**** THE RECORDS

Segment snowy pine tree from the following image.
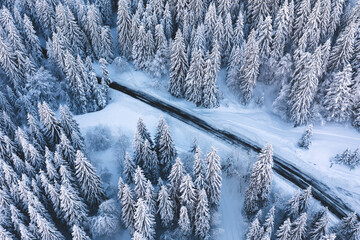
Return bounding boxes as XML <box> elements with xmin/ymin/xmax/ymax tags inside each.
<box><xmin>178</xmin><ymin>205</ymin><xmax>191</xmax><ymax>236</ymax></box>
<box><xmin>124</xmin><ymin>152</ymin><xmax>135</xmax><ymax>183</ymax></box>
<box><xmin>179</xmin><ymin>174</ymin><xmax>196</xmax><ymax>216</ymax></box>
<box><xmin>239</xmin><ymin>30</ymin><xmax>259</xmax><ymax>104</ymax></box>
<box><xmin>72</xmin><ymin>225</ymin><xmax>90</xmax><ymax>240</ymax></box>
<box><xmin>75</xmin><ymin>150</ymin><xmax>104</xmax><ymax>207</ymax></box>
<box><xmin>336</xmin><ymin>212</ymin><xmax>359</xmax><ymax>240</ymax></box>
<box><xmin>246</xmin><ymin>217</ymin><xmax>263</xmax><ymax>240</ymax></box>
<box><xmin>168</xmin><ymin>157</ymin><xmax>184</xmax><ymax>202</ymax></box>
<box><xmin>298</xmin><ymin>124</ymin><xmax>313</xmax><ymax>149</ymax></box>
<box><xmin>245</xmin><ymin>144</ymin><xmax>274</xmax><ymax>214</ymax></box>
<box><xmin>155</xmin><ymin>117</ymin><xmax>176</xmax><ymax>177</ymax></box>
<box><xmin>121</xmin><ymin>184</ymin><xmax>135</xmax><ymax>231</ymax></box>
<box><xmin>276</xmin><ymin>218</ymin><xmax>292</xmax><ymax>240</ymax></box>
<box><xmin>328</xmin><ymin>21</ymin><xmax>356</xmax><ymax>73</ymax></box>
<box><xmin>205</xmin><ymin>147</ymin><xmax>222</xmax><ymax>208</ymax></box>
<box><xmin>169</xmin><ymin>30</ymin><xmax>188</xmax><ymax>98</ymax></box>
<box><xmin>309</xmin><ymin>207</ymin><xmax>329</xmax><ymax>240</ymax></box>
<box><xmin>184</xmin><ymin>49</ymin><xmax>204</xmax><ymax>106</ymax></box>
<box><xmin>290</xmin><ymin>213</ymin><xmax>307</xmax><ymax>240</ymax></box>
<box><xmin>323</xmin><ymin>65</ymin><xmax>353</xmax><ymax>123</ymax></box>
<box><xmin>157</xmin><ymin>185</ymin><xmax>174</xmax><ymax>227</ymax></box>
<box><xmin>202</xmin><ymin>59</ymin><xmax>220</xmax><ymax>108</ymax></box>
<box><xmin>134</xmin><ymin>166</ymin><xmax>147</xmax><ymax>199</ymax></box>
<box><xmin>288</xmin><ymin>186</ymin><xmax>312</xmax><ymax>219</ymax></box>
<box><xmin>134</xmin><ymin>198</ymin><xmax>155</xmax><ymax>240</ymax></box>
<box><xmin>194</xmin><ymin>189</ymin><xmax>210</xmax><ymax>240</ymax></box>
<box><xmin>193</xmin><ymin>147</ymin><xmax>206</xmax><ymax>190</ymax></box>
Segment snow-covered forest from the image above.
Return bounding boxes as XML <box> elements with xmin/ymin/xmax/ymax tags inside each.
<box><xmin>0</xmin><ymin>0</ymin><xmax>359</xmax><ymax>239</ymax></box>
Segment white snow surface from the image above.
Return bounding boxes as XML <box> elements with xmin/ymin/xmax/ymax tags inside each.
<box><xmin>74</xmin><ymin>62</ymin><xmax>358</xmax><ymax>239</ymax></box>
<box><xmin>94</xmin><ymin>62</ymin><xmax>360</xmax><ymax>214</ymax></box>
<box><xmin>75</xmin><ymin>87</ymin><xmax>313</xmax><ymax>239</ymax></box>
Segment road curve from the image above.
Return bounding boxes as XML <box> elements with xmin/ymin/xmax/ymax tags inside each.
<box><xmin>109</xmin><ymin>81</ymin><xmax>359</xmax><ymax>220</ymax></box>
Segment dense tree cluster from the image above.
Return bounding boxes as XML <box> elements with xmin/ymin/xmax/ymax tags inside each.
<box><xmin>112</xmin><ymin>0</ymin><xmax>360</xmax><ymax>127</ymax></box>
<box><xmin>0</xmin><ymin>101</ymin><xmax>104</xmax><ymax>239</ymax></box>
<box><xmin>0</xmin><ymin>0</ymin><xmax>359</xmax><ymax>239</ymax></box>
<box><xmin>118</xmin><ymin>117</ymin><xmax>222</xmax><ymax>239</ymax></box>
<box><xmin>246</xmin><ymin>185</ymin><xmax>360</xmax><ymax>240</ymax></box>
<box><xmin>332</xmin><ymin>146</ymin><xmax>360</xmax><ymax>169</ymax></box>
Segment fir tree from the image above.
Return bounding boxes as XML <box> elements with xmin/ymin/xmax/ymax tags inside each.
<box><xmin>184</xmin><ymin>49</ymin><xmax>204</xmax><ymax>106</ymax></box>
<box><xmin>57</xmin><ymin>132</ymin><xmax>76</xmax><ymax>167</ymax></box>
<box><xmin>178</xmin><ymin>206</ymin><xmax>191</xmax><ymax>236</ymax></box>
<box><xmin>144</xmin><ymin>180</ymin><xmax>156</xmax><ymax>214</ymax></box>
<box><xmin>288</xmin><ymin>186</ymin><xmax>312</xmax><ymax>219</ymax></box>
<box><xmin>163</xmin><ymin>2</ymin><xmax>172</xmax><ymax>39</ymax></box>
<box><xmin>72</xmin><ymin>225</ymin><xmax>90</xmax><ymax>240</ymax></box>
<box><xmin>121</xmin><ymin>184</ymin><xmax>135</xmax><ymax>231</ymax></box>
<box><xmin>298</xmin><ymin>124</ymin><xmax>313</xmax><ymax>149</ymax></box>
<box><xmin>258</xmin><ymin>15</ymin><xmax>273</xmax><ymax>62</ymax></box>
<box><xmin>240</xmin><ymin>30</ymin><xmax>259</xmax><ymax>104</ymax></box>
<box><xmin>202</xmin><ymin>59</ymin><xmax>220</xmax><ymax>108</ymax></box>
<box><xmin>233</xmin><ymin>11</ymin><xmax>244</xmax><ymax>47</ymax></box>
<box><xmin>59</xmin><ymin>183</ymin><xmax>88</xmax><ymax>227</ymax></box>
<box><xmin>263</xmin><ymin>206</ymin><xmax>275</xmax><ymax>238</ymax></box>
<box><xmin>193</xmin><ymin>147</ymin><xmax>206</xmax><ymax>190</ymax></box>
<box><xmin>288</xmin><ymin>51</ymin><xmax>318</xmax><ymax>126</ymax></box>
<box><xmin>302</xmin><ymin>0</ymin><xmax>321</xmax><ymax>51</ymax></box>
<box><xmin>276</xmin><ymin>218</ymin><xmax>292</xmax><ymax>240</ymax></box>
<box><xmin>249</xmin><ymin>0</ymin><xmax>271</xmax><ymax>27</ymax></box>
<box><xmin>309</xmin><ymin>207</ymin><xmax>329</xmax><ymax>240</ymax></box>
<box><xmin>141</xmin><ymin>139</ymin><xmax>158</xmax><ymax>182</ymax></box>
<box><xmin>59</xmin><ymin>105</ymin><xmax>83</xmax><ymax>145</ymax></box>
<box><xmin>290</xmin><ymin>213</ymin><xmax>307</xmax><ymax>240</ymax></box>
<box><xmin>204</xmin><ymin>3</ymin><xmax>217</xmax><ymax>52</ymax></box>
<box><xmin>272</xmin><ymin>0</ymin><xmax>290</xmax><ymax>59</ymax></box>
<box><xmin>336</xmin><ymin>212</ymin><xmax>359</xmax><ymax>240</ymax></box>
<box><xmin>246</xmin><ymin>217</ymin><xmax>263</xmax><ymax>240</ymax></box>
<box><xmin>179</xmin><ymin>174</ymin><xmax>196</xmax><ymax>216</ymax></box>
<box><xmin>328</xmin><ymin>21</ymin><xmax>356</xmax><ymax>73</ymax></box>
<box><xmin>75</xmin><ymin>150</ymin><xmax>104</xmax><ymax>207</ymax></box>
<box><xmin>29</xmin><ymin>204</ymin><xmax>65</xmax><ymax>240</ymax></box>
<box><xmin>327</xmin><ymin>0</ymin><xmax>344</xmax><ymax>40</ymax></box>
<box><xmin>157</xmin><ymin>185</ymin><xmax>174</xmax><ymax>227</ymax></box>
<box><xmin>23</xmin><ymin>14</ymin><xmax>41</xmax><ymax>61</ymax></box>
<box><xmin>169</xmin><ymin>30</ymin><xmax>188</xmax><ymax>98</ymax></box>
<box><xmin>205</xmin><ymin>147</ymin><xmax>222</xmax><ymax>208</ymax></box>
<box><xmin>245</xmin><ymin>144</ymin><xmax>274</xmax><ymax>214</ymax></box>
<box><xmin>293</xmin><ymin>0</ymin><xmax>311</xmax><ymax>45</ymax></box>
<box><xmin>323</xmin><ymin>65</ymin><xmax>353</xmax><ymax>123</ymax></box>
<box><xmin>320</xmin><ymin>0</ymin><xmax>331</xmax><ymax>41</ymax></box>
<box><xmin>191</xmin><ymin>24</ymin><xmax>206</xmax><ymax>54</ymax></box>
<box><xmin>155</xmin><ymin>117</ymin><xmax>176</xmax><ymax>177</ymax></box>
<box><xmin>227</xmin><ymin>45</ymin><xmax>242</xmax><ymax>89</ymax></box>
<box><xmin>168</xmin><ymin>157</ymin><xmax>184</xmax><ymax>202</ymax></box>
<box><xmin>134</xmin><ymin>198</ymin><xmax>155</xmax><ymax>240</ymax></box>
<box><xmin>99</xmin><ymin>58</ymin><xmax>111</xmax><ymax>85</ymax></box>
<box><xmin>194</xmin><ymin>189</ymin><xmax>210</xmax><ymax>240</ymax></box>
<box><xmin>136</xmin><ymin>118</ymin><xmax>153</xmax><ymax>146</ymax></box>
<box><xmin>124</xmin><ymin>152</ymin><xmax>135</xmax><ymax>183</ymax></box>
<box><xmin>134</xmin><ymin>166</ymin><xmax>147</xmax><ymax>199</ymax></box>
<box><xmin>132</xmin><ymin>25</ymin><xmax>150</xmax><ymax>71</ymax></box>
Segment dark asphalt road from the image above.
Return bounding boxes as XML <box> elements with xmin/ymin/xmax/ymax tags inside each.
<box><xmin>109</xmin><ymin>81</ymin><xmax>359</xmax><ymax>220</ymax></box>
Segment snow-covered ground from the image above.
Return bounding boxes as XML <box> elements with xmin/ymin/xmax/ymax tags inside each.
<box><xmin>93</xmin><ymin>62</ymin><xmax>360</xmax><ymax>215</ymax></box>
<box><xmin>74</xmin><ymin>87</ymin><xmax>324</xmax><ymax>239</ymax></box>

********

Copy out the range of lines above starting at the line with "Segment white snow" and ending at the line with "Segment dense tree", exactly and including both.

| REPLY TO THE TASK |
Segment white snow surface from the image above.
Return bounding boxes as XML <box> elements with xmin/ymin/xmax/ymax tags inside each.
<box><xmin>74</xmin><ymin>62</ymin><xmax>358</xmax><ymax>239</ymax></box>
<box><xmin>94</xmin><ymin>62</ymin><xmax>360</xmax><ymax>214</ymax></box>
<box><xmin>75</xmin><ymin>87</ymin><xmax>313</xmax><ymax>239</ymax></box>
Segment road curve from the image above.
Return bounding boxes as XML <box> elements with xmin/ymin/xmax/ymax tags inside each.
<box><xmin>109</xmin><ymin>81</ymin><xmax>359</xmax><ymax>220</ymax></box>
Segment dense tree cluster from the image above.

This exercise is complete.